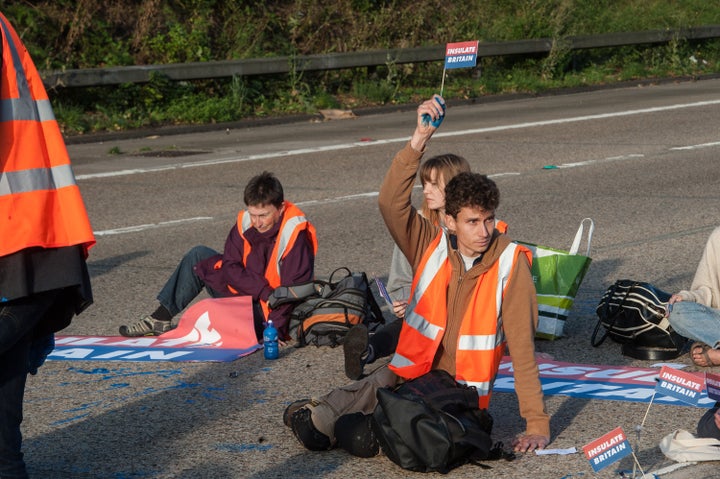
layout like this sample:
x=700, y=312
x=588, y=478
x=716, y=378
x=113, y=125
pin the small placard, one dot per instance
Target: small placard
x=461, y=54
x=607, y=449
x=680, y=385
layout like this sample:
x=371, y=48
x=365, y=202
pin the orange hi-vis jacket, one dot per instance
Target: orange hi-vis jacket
x=481, y=341
x=293, y=223
x=40, y=203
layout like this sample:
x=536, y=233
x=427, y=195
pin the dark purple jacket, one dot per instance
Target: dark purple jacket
x=249, y=279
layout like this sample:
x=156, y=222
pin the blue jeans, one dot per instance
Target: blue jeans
x=18, y=319
x=184, y=285
x=707, y=426
x=696, y=321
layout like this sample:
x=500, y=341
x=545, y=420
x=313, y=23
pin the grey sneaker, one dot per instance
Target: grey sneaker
x=147, y=326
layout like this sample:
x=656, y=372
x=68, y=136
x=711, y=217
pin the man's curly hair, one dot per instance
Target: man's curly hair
x=471, y=190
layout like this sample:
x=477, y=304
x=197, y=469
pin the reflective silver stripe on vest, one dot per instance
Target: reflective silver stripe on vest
x=483, y=387
x=477, y=342
x=488, y=342
x=505, y=265
x=37, y=179
x=246, y=222
x=287, y=232
x=436, y=261
x=24, y=107
x=400, y=361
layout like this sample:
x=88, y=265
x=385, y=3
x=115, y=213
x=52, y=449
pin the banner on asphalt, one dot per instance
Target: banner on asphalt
x=593, y=381
x=218, y=329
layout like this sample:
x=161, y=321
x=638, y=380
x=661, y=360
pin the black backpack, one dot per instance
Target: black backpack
x=633, y=313
x=433, y=423
x=326, y=310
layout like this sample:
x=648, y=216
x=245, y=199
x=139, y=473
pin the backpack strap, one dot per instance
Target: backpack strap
x=605, y=307
x=293, y=294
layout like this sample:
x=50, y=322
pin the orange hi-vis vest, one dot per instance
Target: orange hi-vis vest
x=40, y=203
x=481, y=341
x=293, y=223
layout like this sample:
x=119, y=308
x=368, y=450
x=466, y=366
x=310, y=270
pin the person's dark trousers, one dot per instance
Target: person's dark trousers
x=384, y=341
x=184, y=285
x=18, y=319
x=707, y=426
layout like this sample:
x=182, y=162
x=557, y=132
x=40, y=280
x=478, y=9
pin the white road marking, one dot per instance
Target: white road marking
x=359, y=144
x=302, y=151
x=133, y=229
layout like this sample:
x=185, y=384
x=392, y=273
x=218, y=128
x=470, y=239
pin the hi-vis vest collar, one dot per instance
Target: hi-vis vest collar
x=40, y=203
x=481, y=341
x=293, y=222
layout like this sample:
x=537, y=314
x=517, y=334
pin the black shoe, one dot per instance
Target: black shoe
x=306, y=432
x=354, y=348
x=354, y=434
x=292, y=408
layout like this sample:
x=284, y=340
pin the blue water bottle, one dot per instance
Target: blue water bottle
x=270, y=342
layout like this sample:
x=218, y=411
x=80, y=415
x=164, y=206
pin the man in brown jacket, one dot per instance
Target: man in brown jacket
x=475, y=250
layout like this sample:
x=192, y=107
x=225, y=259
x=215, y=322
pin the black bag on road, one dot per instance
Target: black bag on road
x=633, y=313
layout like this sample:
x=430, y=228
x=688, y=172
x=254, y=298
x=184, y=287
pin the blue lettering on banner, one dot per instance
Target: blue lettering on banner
x=605, y=390
x=114, y=353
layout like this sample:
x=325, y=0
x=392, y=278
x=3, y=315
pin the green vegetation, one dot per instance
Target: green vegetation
x=65, y=34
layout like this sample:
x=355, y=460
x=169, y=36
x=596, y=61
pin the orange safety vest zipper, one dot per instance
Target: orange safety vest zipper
x=481, y=341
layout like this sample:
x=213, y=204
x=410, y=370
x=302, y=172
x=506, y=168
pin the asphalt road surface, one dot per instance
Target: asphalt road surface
x=642, y=162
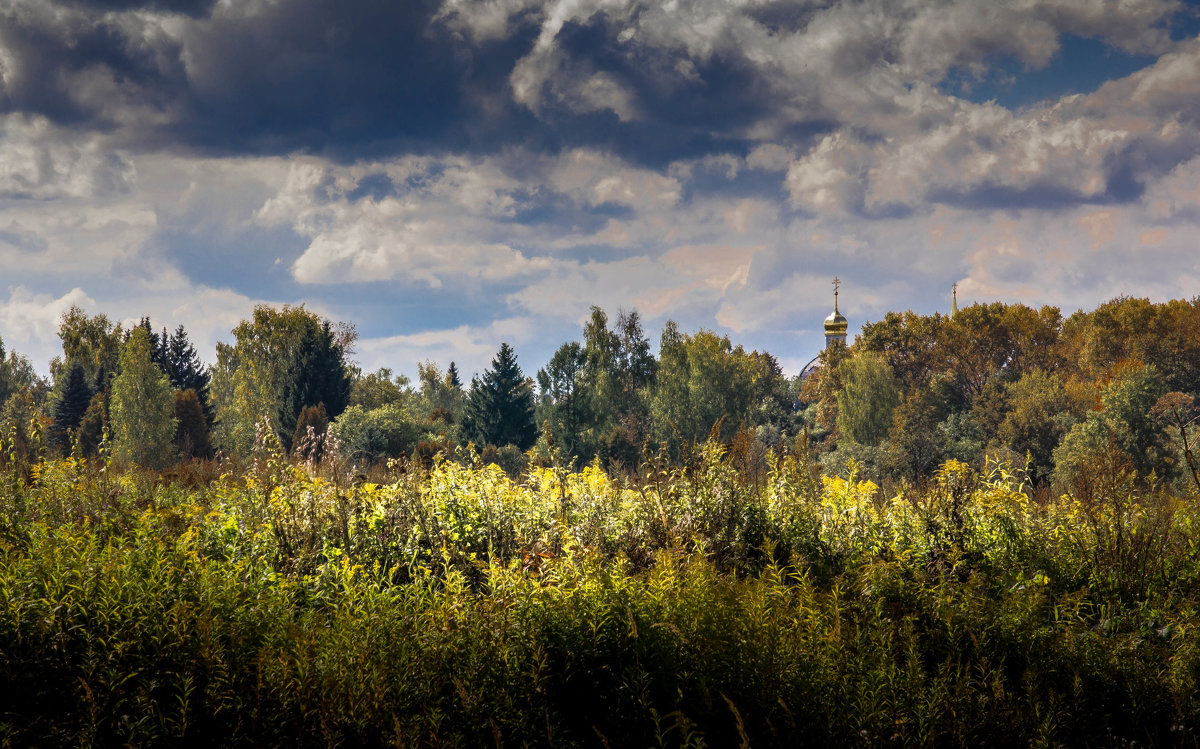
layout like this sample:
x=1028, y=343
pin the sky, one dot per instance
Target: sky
x=449, y=174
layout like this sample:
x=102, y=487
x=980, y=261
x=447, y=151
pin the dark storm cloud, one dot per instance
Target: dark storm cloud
x=193, y=9
x=364, y=79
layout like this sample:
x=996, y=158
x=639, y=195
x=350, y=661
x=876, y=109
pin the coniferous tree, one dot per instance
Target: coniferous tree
x=318, y=377
x=192, y=438
x=185, y=369
x=499, y=407
x=71, y=406
x=311, y=447
x=91, y=429
x=143, y=407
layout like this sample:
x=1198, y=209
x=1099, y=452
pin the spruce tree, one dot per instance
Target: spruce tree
x=318, y=376
x=185, y=370
x=499, y=407
x=143, y=407
x=192, y=438
x=91, y=430
x=71, y=406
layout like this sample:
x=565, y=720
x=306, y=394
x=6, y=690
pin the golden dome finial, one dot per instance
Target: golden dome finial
x=835, y=324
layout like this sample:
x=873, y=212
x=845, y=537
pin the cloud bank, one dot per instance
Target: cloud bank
x=442, y=172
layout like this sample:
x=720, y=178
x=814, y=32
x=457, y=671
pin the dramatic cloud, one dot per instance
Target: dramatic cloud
x=451, y=173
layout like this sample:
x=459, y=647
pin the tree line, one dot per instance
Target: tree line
x=1007, y=381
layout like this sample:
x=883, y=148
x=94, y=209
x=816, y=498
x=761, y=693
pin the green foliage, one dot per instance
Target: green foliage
x=70, y=407
x=309, y=441
x=93, y=427
x=705, y=383
x=94, y=342
x=192, y=437
x=143, y=407
x=499, y=407
x=367, y=436
x=460, y=607
x=381, y=388
x=1125, y=420
x=868, y=397
x=564, y=403
x=281, y=361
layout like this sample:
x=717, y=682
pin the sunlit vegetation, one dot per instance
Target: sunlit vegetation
x=969, y=531
x=281, y=603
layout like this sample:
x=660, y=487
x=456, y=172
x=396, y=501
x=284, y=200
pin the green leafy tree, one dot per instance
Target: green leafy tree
x=1037, y=421
x=869, y=395
x=281, y=361
x=705, y=381
x=94, y=342
x=1126, y=420
x=367, y=436
x=915, y=443
x=563, y=406
x=907, y=342
x=381, y=388
x=1163, y=335
x=499, y=407
x=143, y=407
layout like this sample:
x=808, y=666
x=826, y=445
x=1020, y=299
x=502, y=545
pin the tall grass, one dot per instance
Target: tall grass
x=292, y=605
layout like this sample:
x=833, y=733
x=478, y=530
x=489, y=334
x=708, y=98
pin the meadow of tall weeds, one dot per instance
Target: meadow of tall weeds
x=281, y=604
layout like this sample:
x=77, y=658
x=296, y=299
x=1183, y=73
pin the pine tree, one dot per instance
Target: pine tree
x=318, y=377
x=305, y=445
x=70, y=407
x=143, y=407
x=185, y=370
x=91, y=430
x=499, y=407
x=192, y=438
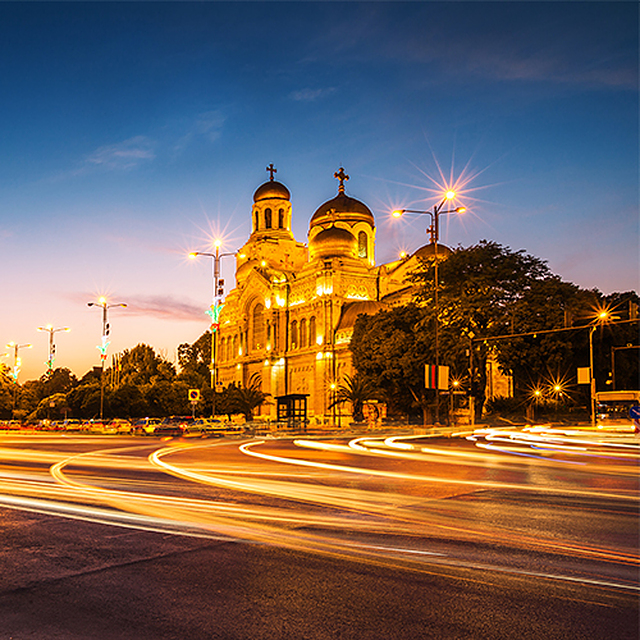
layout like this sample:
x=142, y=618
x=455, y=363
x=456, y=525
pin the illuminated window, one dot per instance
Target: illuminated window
x=258, y=327
x=362, y=245
x=303, y=333
x=312, y=331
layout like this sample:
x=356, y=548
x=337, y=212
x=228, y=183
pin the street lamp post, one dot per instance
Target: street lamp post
x=214, y=312
x=434, y=231
x=17, y=362
x=602, y=317
x=52, y=347
x=102, y=302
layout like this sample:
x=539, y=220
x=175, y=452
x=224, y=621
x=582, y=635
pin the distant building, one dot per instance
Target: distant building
x=289, y=320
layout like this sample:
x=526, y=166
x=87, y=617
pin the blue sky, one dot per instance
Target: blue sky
x=133, y=133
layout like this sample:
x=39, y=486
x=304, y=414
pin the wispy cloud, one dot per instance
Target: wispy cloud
x=207, y=126
x=164, y=308
x=310, y=95
x=123, y=155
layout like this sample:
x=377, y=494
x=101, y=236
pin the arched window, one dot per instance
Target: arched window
x=312, y=331
x=258, y=327
x=303, y=333
x=362, y=245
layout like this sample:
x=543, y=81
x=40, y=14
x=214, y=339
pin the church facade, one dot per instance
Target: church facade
x=288, y=322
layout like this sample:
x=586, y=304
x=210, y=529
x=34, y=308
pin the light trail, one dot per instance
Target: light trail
x=354, y=508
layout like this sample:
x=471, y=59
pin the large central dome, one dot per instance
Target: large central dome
x=342, y=208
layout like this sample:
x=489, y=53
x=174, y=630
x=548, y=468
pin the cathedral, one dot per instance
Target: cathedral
x=287, y=324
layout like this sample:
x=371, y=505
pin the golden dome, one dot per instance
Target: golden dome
x=333, y=242
x=343, y=208
x=271, y=190
x=429, y=250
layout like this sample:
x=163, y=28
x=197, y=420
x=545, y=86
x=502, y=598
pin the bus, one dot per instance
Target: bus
x=612, y=409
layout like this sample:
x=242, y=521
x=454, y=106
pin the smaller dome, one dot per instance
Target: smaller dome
x=333, y=242
x=271, y=189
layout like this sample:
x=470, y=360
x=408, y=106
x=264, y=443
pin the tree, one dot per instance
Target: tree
x=357, y=391
x=141, y=365
x=194, y=360
x=479, y=290
x=390, y=350
x=61, y=380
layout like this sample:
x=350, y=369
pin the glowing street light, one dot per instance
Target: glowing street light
x=52, y=347
x=602, y=316
x=434, y=231
x=17, y=363
x=102, y=302
x=214, y=311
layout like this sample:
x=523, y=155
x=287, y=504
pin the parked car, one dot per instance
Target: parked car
x=72, y=424
x=121, y=426
x=146, y=426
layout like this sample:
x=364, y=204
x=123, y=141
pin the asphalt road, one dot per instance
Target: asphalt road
x=114, y=538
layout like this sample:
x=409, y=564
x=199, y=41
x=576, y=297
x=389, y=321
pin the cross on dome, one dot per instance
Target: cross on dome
x=342, y=176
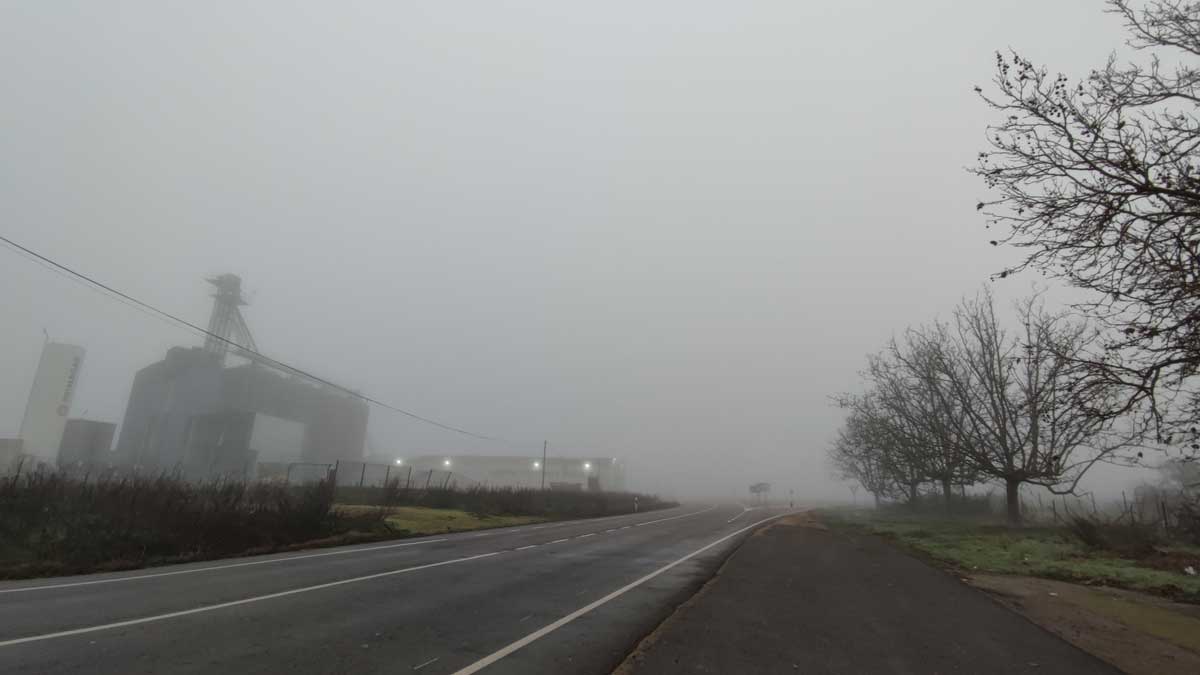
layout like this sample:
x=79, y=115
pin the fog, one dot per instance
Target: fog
x=665, y=232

> [Task to carry out]: Look above for the line with "x=94, y=209" and the line with "x=284, y=200", and reproduce exactly those two lines plus every line between, nothing more.

> [Solution]:
x=94, y=209
x=816, y=498
x=761, y=693
pin the green foliage, one dot per instance
Target: green foliage
x=70, y=407
x=309, y=441
x=93, y=427
x=705, y=383
x=94, y=342
x=192, y=437
x=143, y=407
x=499, y=407
x=367, y=436
x=460, y=607
x=381, y=388
x=1125, y=420
x=868, y=397
x=564, y=403
x=281, y=361
layout like this sample:
x=717, y=682
pin the sunlit vegetation, one dot per instance
Target: sunlit vegetation
x=969, y=531
x=281, y=603
layout like this sample:
x=660, y=487
x=456, y=172
x=396, y=501
x=284, y=200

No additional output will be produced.